> [AIM OF THE TASK]: Arrange the lines below as a two-column CSV with the headers input and output. Make one row for every line that begins "Would you be able to pin": put that line in input and the point lines that follow it in output, with each field in double quotes and line breaks replaced by spaces.

> [RECORD SET]:
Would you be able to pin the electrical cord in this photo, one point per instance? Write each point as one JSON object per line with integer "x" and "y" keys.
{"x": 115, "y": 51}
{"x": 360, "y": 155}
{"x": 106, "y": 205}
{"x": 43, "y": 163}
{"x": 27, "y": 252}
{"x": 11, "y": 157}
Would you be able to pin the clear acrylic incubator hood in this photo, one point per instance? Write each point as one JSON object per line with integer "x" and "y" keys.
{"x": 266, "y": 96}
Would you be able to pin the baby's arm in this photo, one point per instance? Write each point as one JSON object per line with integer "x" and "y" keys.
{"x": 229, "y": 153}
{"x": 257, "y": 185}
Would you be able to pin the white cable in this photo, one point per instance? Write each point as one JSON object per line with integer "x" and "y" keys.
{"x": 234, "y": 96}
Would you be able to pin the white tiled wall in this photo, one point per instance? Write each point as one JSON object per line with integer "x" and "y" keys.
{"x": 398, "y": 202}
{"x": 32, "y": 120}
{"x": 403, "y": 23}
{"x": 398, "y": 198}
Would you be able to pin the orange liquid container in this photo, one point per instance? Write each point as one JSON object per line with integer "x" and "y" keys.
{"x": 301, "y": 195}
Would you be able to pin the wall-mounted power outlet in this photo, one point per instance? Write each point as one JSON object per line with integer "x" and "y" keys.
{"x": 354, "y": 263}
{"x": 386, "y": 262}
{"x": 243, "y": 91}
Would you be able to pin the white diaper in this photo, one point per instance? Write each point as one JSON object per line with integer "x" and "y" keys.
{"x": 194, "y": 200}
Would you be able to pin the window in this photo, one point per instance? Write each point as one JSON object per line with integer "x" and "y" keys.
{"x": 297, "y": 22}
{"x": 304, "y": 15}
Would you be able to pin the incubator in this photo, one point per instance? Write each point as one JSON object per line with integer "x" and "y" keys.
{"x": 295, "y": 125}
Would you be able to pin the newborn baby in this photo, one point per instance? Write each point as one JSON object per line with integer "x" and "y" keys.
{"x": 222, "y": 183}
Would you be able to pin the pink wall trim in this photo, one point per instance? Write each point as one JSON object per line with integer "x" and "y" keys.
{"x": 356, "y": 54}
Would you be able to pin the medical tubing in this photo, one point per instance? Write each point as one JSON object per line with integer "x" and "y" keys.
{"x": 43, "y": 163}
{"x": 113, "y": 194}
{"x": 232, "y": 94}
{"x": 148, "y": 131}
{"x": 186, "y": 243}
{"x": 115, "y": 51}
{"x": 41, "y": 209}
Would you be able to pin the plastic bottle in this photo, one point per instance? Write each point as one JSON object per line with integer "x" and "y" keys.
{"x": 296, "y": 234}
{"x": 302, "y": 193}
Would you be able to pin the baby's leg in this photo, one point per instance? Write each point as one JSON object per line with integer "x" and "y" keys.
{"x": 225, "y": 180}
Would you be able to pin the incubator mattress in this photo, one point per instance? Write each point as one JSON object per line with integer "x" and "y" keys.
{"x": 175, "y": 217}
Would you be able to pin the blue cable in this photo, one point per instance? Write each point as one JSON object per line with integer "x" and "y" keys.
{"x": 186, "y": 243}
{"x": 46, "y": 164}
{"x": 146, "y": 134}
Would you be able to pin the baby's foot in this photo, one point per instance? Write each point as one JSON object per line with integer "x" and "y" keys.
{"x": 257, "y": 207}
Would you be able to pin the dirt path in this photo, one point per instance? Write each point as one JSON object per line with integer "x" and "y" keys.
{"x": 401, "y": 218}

> [RESPONSE FOR THIS EXERCISE]:
input,output
"Would you be able to pin the electrical cord in this photo, one point per instance? Write each point as one JSON object per line with integer ""x"" and ""y"" keys.","{""x"": 115, ""y"": 51} {""x"": 360, ""y"": 155} {""x"": 106, ""y"": 205} {""x"": 43, ""y"": 163} {""x"": 27, ""y"": 252} {""x"": 11, ""y"": 157}"
"Would you be able to pin the clear acrylic incubator hood in this photo, one point per instance? Write each point as one JSON object per line with integer ""x"" and ""y"" keys.","{""x"": 266, ""y"": 96}"
"Would you be able to pin the baby's arm in this photo, one point per instance? Write each point as one JSON object per line with integer ""x"" and ""y"" keys.","{""x"": 229, ""y"": 153} {""x"": 257, ""y"": 185}"
"Would you be able to pin the white cable in this photo, one point per instance? Write each point as one JSON object per line with integer ""x"" and ""y"" keys.","{""x"": 234, ""y"": 96}"
"Would you be able to pin the white tiled wall in this photo, one point per instance? Write each point as one JSON object per line with integer ""x"" and ""y"" keys.","{""x"": 398, ""y"": 202} {""x"": 32, ""y"": 120} {""x"": 403, ""y"": 23} {""x"": 398, ""y"": 198}"
"Would you be able to pin the orange liquid container in this photo, one point per instance? Write each point as one JSON object per line with integer ""x"" and ""y"" keys.","{""x"": 301, ""y"": 195}"
"Would you be able to pin the wall-mounted power outlet in this photo, one point per instance? Write each point as one JSON object per line with integer ""x"" and ""y"" keys.","{""x"": 354, ""y"": 263} {""x"": 386, ""y"": 262} {""x"": 243, ""y"": 91}"
"Would you be able to pin the white diaper in this photo, one point per instance? Write each point as one JSON object per line with integer ""x"" and ""y"" keys.","{""x"": 194, ""y"": 200}"
"Would you be able to pin the window in this photo, one point per instance? Write each point as one JSON object per line with integer ""x"" and ""y"" keys.","{""x"": 297, ""y"": 22} {""x"": 304, ""y"": 15}"
"Would you be able to pin the incubator in this photo, one point per instance? Write each point as one JSON object per line with integer ""x"" and ""y"" keys.","{""x"": 295, ""y"": 125}"
"Would you be able to pin the newborn baby in this photo, one point per instance? Write each point as one JSON object per line with integer ""x"" and ""y"" keys.","{""x"": 222, ""y"": 183}"
"Would you be able to pin the pink wall trim in this photo, one point per instance? Write each point as one JSON object per line with integer ""x"" and ""y"" keys.","{""x"": 356, ""y"": 54}"
"Would you be able to pin the medical tubing in this photo, one point per instance? Write each point as one JSON object per line with integer ""x"" and ""y"" keys.","{""x"": 43, ""y"": 163} {""x"": 113, ""y"": 194} {""x"": 232, ""y"": 94} {""x"": 148, ""y"": 131} {""x"": 186, ""y"": 243} {""x"": 115, ""y"": 51} {""x"": 41, ""y"": 209}"
"Would you be able to pin the plastic bottle in this photo, one point per instance? Write each point as one JSON object per line with integer ""x"" and ""y"" keys.","{""x"": 296, ""y"": 234} {""x"": 302, ""y"": 193}"
"Would you be able to pin the baby's leg in this photo, one point per instance? Write each point as one JSON object per line with integer ""x"" and ""y"" keys.","{""x"": 225, ""y"": 180}"
"Would you be able to pin the incubator mattress in this photo, one point per instance? Write each point as one JSON object per line with integer ""x"" and ""y"" keys.","{""x"": 175, ""y"": 217}"
"Would you be able to pin the blue cable in this photo, one point per instance? Write each point as one JSON object per line with integer ""x"" and ""y"" keys.","{""x"": 186, ""y"": 243} {""x"": 46, ""y"": 164} {""x"": 146, ""y"": 134}"
"Would you be able to pin the baby's foot in this photo, one point per instance? Write each point as one JSON object per line with integer ""x"" and ""y"" keys.","{""x"": 257, ""y"": 207}"
"Would you be able to pin the dirt path in this photo, one point per instance? Write each point as one JSON object per line with integer ""x"" and ""y"" keys.","{""x"": 401, ""y"": 218}"